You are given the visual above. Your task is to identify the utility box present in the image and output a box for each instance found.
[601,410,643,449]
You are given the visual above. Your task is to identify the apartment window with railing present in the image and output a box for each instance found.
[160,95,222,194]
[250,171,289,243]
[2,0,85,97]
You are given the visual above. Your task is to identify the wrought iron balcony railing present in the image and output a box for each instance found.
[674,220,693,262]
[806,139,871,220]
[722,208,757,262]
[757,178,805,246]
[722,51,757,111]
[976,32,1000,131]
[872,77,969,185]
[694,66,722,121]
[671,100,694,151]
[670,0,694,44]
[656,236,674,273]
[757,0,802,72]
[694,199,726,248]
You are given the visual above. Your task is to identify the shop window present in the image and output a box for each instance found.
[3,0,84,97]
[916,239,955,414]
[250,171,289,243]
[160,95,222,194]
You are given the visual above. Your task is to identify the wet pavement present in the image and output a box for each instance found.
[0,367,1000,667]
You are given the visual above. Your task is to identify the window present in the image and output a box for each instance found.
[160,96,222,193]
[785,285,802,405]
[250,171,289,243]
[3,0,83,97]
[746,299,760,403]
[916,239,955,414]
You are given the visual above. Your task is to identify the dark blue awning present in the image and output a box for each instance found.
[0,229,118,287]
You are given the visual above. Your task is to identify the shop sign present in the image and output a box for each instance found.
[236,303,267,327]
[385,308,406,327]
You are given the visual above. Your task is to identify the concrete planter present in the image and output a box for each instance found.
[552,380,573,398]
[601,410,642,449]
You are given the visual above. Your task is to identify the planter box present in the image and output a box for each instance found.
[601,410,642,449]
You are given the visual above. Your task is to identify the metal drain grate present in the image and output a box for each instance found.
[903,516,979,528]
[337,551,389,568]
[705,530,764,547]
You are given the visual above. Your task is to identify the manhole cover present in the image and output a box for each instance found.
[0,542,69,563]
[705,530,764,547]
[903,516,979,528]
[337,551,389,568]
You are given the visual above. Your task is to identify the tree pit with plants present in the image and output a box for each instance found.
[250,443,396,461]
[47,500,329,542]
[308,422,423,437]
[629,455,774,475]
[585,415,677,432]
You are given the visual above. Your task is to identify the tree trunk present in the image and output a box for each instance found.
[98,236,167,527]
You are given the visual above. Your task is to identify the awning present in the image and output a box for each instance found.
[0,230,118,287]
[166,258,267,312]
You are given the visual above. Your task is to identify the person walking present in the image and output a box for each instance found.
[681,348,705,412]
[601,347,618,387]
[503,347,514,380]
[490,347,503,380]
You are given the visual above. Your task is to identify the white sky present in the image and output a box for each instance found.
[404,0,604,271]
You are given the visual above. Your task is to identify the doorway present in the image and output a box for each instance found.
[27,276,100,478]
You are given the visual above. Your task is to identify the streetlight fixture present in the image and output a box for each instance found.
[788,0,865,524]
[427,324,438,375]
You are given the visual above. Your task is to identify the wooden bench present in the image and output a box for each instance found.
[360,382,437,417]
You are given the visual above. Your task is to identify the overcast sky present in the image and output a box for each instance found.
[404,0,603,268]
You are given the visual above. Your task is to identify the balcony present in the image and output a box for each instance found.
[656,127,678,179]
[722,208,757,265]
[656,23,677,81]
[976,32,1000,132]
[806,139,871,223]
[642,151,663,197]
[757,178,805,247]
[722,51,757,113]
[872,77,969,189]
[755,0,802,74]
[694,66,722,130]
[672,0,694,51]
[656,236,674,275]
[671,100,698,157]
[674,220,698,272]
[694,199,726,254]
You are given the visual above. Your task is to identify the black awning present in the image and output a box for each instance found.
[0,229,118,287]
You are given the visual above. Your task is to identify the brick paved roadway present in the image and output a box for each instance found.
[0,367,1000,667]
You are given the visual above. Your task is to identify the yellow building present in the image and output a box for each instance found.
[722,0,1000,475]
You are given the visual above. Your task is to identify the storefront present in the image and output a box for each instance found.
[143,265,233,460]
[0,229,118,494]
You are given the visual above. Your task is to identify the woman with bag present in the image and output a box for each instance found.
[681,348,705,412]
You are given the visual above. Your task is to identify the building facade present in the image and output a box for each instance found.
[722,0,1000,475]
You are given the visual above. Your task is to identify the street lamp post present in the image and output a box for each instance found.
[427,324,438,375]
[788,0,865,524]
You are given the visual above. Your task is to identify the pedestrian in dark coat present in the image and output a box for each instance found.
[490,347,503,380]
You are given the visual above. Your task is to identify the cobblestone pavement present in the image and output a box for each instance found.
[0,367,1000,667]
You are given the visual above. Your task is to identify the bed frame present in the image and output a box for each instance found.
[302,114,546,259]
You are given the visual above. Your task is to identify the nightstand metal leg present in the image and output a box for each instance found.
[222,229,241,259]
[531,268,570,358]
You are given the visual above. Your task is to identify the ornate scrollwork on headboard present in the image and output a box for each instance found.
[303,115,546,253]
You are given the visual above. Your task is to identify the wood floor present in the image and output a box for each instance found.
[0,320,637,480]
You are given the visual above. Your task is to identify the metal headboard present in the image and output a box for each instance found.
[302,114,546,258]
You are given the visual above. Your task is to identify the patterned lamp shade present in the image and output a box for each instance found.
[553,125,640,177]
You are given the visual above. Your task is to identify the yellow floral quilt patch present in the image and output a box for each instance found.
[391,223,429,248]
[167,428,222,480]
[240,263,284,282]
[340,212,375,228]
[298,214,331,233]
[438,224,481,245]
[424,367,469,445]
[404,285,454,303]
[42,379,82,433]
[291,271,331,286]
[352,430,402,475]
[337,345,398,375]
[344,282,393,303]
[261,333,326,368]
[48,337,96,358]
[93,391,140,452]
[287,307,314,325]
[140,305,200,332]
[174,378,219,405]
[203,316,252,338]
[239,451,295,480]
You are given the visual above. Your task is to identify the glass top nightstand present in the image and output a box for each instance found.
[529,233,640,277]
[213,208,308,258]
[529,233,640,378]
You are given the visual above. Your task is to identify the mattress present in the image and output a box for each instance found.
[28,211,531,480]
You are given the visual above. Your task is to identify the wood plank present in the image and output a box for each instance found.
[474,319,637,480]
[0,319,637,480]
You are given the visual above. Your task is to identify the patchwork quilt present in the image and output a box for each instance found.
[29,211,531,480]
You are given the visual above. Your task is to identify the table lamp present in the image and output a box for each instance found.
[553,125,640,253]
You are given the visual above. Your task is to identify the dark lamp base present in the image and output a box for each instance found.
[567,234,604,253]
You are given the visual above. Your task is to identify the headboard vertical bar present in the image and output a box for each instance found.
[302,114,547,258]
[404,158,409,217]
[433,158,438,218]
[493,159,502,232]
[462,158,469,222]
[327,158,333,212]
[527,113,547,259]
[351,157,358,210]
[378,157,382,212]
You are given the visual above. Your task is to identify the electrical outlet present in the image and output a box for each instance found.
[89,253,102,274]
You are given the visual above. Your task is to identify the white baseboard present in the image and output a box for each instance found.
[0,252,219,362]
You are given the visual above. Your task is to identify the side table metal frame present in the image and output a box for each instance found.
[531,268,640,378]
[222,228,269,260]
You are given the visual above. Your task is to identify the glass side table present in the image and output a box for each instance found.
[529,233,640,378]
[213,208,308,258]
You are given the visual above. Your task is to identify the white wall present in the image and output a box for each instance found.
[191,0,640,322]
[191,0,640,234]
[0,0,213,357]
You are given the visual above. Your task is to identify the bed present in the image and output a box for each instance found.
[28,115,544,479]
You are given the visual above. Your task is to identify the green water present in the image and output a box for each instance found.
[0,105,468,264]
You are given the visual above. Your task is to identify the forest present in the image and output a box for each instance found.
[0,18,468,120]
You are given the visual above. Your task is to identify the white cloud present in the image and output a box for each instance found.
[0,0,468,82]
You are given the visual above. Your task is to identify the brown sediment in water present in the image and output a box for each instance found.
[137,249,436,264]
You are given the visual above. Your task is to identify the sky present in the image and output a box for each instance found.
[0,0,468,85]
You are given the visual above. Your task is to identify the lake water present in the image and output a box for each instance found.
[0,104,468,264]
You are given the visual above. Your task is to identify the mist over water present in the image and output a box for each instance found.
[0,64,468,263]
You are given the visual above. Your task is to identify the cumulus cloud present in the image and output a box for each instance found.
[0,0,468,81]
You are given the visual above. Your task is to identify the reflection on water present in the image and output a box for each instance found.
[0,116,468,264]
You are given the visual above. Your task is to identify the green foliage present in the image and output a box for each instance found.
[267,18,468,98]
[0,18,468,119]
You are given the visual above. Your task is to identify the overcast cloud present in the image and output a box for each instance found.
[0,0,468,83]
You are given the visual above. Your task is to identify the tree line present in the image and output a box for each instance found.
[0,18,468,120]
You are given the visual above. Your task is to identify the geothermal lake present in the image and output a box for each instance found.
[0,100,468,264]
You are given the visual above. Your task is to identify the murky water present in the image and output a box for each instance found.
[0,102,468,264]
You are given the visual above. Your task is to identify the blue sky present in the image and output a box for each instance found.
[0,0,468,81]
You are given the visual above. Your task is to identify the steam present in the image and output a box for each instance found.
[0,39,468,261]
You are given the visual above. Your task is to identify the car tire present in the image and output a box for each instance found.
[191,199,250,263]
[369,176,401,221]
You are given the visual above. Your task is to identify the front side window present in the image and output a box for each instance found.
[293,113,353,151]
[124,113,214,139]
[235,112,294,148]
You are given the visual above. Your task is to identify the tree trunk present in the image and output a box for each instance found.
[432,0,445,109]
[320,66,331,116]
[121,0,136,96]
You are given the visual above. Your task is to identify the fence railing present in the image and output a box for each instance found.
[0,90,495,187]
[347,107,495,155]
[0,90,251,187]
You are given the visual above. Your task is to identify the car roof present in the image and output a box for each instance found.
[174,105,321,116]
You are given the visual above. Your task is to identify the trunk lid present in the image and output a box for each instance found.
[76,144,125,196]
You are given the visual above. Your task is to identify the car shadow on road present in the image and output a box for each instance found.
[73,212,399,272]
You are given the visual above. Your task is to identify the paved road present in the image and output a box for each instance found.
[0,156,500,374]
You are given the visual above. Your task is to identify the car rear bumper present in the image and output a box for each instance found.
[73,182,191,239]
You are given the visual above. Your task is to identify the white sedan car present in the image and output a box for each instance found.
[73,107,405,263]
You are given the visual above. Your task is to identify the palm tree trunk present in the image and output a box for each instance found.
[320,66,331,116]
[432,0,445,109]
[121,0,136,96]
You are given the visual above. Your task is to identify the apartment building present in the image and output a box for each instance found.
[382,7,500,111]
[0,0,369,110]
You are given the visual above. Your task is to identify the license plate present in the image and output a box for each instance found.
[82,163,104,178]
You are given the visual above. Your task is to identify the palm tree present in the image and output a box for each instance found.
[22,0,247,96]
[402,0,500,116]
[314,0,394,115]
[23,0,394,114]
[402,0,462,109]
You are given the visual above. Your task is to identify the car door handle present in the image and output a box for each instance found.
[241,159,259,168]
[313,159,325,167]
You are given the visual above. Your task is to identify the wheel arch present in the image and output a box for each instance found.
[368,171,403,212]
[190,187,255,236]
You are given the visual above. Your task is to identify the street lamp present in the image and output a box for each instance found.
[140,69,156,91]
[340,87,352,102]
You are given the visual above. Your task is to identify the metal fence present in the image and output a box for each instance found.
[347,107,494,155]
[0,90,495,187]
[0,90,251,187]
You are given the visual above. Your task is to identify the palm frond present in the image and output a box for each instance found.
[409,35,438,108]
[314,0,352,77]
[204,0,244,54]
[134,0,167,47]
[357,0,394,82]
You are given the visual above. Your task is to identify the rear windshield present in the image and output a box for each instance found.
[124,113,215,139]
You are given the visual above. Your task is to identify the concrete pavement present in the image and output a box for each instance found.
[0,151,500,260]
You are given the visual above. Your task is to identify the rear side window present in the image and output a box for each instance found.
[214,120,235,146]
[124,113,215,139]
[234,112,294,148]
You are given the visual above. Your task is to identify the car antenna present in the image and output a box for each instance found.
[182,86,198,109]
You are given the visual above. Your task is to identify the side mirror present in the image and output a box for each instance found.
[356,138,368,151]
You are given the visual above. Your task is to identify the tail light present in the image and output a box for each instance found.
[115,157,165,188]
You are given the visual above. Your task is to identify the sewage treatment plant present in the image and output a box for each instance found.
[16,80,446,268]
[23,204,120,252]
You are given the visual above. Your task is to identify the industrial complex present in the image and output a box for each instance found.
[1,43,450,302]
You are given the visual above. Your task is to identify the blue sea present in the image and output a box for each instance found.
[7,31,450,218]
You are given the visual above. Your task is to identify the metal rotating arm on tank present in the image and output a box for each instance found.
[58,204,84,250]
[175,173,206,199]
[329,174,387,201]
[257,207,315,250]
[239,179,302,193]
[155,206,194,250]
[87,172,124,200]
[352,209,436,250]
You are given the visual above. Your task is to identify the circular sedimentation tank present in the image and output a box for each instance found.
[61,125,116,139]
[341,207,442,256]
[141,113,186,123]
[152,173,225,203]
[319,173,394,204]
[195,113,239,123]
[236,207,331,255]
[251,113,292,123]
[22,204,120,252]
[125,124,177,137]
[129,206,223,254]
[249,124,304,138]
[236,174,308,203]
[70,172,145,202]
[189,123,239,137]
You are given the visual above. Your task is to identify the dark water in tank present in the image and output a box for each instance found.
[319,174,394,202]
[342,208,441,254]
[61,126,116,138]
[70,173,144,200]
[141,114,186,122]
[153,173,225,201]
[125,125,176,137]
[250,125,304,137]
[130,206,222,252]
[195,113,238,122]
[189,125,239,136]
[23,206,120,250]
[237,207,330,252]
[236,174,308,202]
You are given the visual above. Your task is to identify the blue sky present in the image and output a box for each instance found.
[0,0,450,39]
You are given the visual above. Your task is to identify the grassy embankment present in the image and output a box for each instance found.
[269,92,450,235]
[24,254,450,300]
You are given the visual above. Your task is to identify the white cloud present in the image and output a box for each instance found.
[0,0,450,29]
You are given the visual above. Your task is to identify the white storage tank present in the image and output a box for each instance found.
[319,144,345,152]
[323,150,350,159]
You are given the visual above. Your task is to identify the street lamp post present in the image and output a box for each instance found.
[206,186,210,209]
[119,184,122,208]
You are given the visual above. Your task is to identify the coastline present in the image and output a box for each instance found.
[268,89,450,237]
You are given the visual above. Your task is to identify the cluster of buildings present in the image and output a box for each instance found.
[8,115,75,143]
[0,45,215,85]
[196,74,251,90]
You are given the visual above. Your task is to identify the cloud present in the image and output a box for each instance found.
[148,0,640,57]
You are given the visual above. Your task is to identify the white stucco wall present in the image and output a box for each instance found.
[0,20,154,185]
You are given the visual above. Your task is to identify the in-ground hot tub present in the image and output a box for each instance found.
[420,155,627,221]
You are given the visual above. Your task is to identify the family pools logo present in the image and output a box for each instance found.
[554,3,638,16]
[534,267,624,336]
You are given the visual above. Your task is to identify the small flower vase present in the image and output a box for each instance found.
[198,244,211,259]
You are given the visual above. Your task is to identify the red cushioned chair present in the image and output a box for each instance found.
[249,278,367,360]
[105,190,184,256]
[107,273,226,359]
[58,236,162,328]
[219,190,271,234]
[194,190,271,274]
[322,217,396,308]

What the exercise asks
Pick out each line of the records that contains the string "yellow", matching its case exactly, and copy those lines.

Task answer
You are given the visual above. Your task is to identify the yellow building present in the image and output a box for each instance found.
You are given the visual above. Your task is to identify the yellow floral quilt patch present in the image and output a box for each instance found.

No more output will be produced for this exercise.